ITEMS:
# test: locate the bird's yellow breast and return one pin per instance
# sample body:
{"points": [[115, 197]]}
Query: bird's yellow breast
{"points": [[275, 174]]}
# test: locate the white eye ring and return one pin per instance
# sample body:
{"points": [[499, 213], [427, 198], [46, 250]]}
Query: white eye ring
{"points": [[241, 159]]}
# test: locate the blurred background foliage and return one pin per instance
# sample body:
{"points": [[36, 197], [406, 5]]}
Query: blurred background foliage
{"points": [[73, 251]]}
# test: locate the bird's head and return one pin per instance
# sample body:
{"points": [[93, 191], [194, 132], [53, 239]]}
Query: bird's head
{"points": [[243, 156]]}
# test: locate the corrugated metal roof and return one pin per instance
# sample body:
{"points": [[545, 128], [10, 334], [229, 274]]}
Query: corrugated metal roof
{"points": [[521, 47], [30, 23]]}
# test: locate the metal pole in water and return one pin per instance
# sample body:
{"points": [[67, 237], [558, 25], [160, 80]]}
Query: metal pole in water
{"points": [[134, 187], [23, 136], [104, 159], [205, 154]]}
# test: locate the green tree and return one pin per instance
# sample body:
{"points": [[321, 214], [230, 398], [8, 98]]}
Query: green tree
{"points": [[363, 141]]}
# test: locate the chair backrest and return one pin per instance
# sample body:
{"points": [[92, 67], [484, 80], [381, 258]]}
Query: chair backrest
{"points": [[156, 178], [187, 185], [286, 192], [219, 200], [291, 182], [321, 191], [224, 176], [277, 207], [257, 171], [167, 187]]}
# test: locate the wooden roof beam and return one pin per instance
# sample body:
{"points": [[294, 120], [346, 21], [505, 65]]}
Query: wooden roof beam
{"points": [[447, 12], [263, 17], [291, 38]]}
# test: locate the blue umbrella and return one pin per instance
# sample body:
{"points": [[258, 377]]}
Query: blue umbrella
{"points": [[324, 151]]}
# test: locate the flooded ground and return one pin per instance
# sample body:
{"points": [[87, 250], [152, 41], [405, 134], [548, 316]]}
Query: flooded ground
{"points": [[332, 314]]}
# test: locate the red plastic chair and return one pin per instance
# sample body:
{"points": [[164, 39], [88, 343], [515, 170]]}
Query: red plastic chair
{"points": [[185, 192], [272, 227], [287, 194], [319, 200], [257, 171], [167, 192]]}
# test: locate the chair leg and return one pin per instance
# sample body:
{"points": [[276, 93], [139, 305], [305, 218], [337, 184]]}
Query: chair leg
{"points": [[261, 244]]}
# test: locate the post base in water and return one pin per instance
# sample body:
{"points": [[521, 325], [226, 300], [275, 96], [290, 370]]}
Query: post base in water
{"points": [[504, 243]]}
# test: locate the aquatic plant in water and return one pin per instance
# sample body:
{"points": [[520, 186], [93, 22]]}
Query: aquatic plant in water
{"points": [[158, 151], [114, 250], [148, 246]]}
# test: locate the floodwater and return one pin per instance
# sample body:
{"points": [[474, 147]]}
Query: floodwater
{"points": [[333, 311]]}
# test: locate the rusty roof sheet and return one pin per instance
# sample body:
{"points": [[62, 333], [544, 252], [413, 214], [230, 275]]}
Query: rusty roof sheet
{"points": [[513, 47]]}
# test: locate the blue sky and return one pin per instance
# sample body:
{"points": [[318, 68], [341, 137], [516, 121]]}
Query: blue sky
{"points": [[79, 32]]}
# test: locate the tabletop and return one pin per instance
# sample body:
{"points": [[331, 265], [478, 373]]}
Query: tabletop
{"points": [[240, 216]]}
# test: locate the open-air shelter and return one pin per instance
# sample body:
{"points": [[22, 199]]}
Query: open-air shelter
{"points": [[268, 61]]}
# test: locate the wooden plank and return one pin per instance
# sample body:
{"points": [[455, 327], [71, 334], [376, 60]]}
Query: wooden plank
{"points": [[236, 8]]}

EXERCISE BRIEF: Rewrite the lines above as a numbered list, leaving out any blank lines.

ANSWER FOR THIS EXERCISE:
1. # test: locate the bird's yellow breast and return one pin per instance
2. # sample body:
3. {"points": [[115, 197]]}
4. Query: bird's yellow breast
5. {"points": [[275, 174]]}
6. # test: locate the white eye ring and return one pin per instance
7. # sample body:
8. {"points": [[499, 213], [427, 198], [46, 250]]}
9. Query: white eye ring
10. {"points": [[241, 159]]}
11. # test: locate the blurred background foliage and return one pin per instance
12. # sample body:
13. {"points": [[36, 197], [406, 5]]}
14. Query: blurred background foliage
15. {"points": [[73, 251]]}
16. # test: locate the bird's head and return one pin per instance
17. # sample body:
18. {"points": [[93, 191], [194, 132], [53, 239]]}
19. Query: bird's head
20. {"points": [[243, 156]]}
21. # test: locate the corrugated metal roof and return one pin per instance
22. # sample body:
23. {"points": [[545, 128], [10, 334], [229, 274]]}
24. Query: corrugated metal roof
25. {"points": [[521, 47], [30, 23]]}
26. # test: locate the metal pole in water and return one pin per instance
27. # sample body:
28. {"points": [[67, 237], [558, 25], [160, 80]]}
29. Query: metal pole in water
30. {"points": [[134, 187], [23, 136], [104, 159], [205, 154]]}
31. # test: locate the green tree and return one pin per instance
32. # sample body:
33. {"points": [[321, 214], [230, 398], [8, 98]]}
34. Query: green tree
35. {"points": [[363, 141]]}
36. # test: locate the chair backrest and return one pin per instance
37. # sample body:
38. {"points": [[92, 67], [484, 80], [381, 258]]}
39. Query: chair backrest
40. {"points": [[156, 178], [187, 185], [286, 192], [219, 200], [291, 182], [321, 191], [224, 176], [277, 207], [257, 171], [167, 187]]}
41. # test: locate the wooden roof beam and return one pin per instance
42. # sample body:
43. {"points": [[294, 120], [346, 21], [505, 65]]}
44. Query: wooden roof beam
45. {"points": [[447, 12], [263, 17], [291, 38]]}
46. # test: locate the blue umbrella and return one pin per instance
47. # sample body:
48. {"points": [[258, 377]]}
49. Query: blue umbrella
50. {"points": [[324, 151]]}
51. # test: locate the flooded ground and return one pin per instance
52. # sample body:
53. {"points": [[87, 250], [152, 41], [405, 134], [548, 316]]}
54. Query: flooded ground
55. {"points": [[332, 314]]}
56. # test: locate the red plastic chair and return one pin per instance
57. # sample body:
58. {"points": [[164, 39], [88, 343], [515, 170]]}
59. Query: red plastic chair
60. {"points": [[185, 192], [272, 227], [287, 194], [319, 200], [257, 171], [167, 192]]}
61. # test: locate the chair leg and return one pin per instance
62. # sample body:
63. {"points": [[276, 93], [139, 305], [305, 218], [337, 184]]}
64. Query: chair leg
65. {"points": [[261, 244]]}
66. # test: locate the post base in water and return one pin per instance
67. # sample body:
68. {"points": [[521, 325], [226, 300], [275, 96], [290, 370]]}
69. Query: post base in water
70. {"points": [[504, 243]]}
71. # test: locate the aquatic plant in water and return one pin per instance
72. # sample body:
73. {"points": [[520, 186], [93, 22]]}
74. Query: aquatic plant in water
75. {"points": [[158, 151], [114, 250], [148, 246]]}
76. # test: locate the floodwater and return one pin per instance
77. # sample body:
78. {"points": [[474, 147]]}
79. Query: floodwater
80. {"points": [[333, 311]]}
81. # test: locate the rusty roof sheet and return one pin per instance
82. # sample body:
83. {"points": [[62, 333], [544, 252], [413, 214], [230, 275]]}
84. Query: rusty roof sheet
85. {"points": [[513, 47]]}
86. # test: locate the blue sky and return one pin per instance
87. # sample body:
88. {"points": [[318, 68], [341, 137], [516, 121]]}
89. Query: blue sky
90. {"points": [[79, 32]]}
91. # test: locate the tabletop and return one pin per instance
92. # sample body:
93. {"points": [[331, 265], [478, 373]]}
94. Query: tabletop
95. {"points": [[240, 216]]}
96. # test: locate the open-air shelter and return one pin per instance
97. # sample body:
98. {"points": [[22, 199]]}
99. Query: open-air shelter
100. {"points": [[268, 61]]}
101. # test: locate the wooden plank and return one pin per instance
102. # sample body:
103. {"points": [[455, 327], [71, 334], [376, 60]]}
104. Query: wooden plank
105. {"points": [[236, 8]]}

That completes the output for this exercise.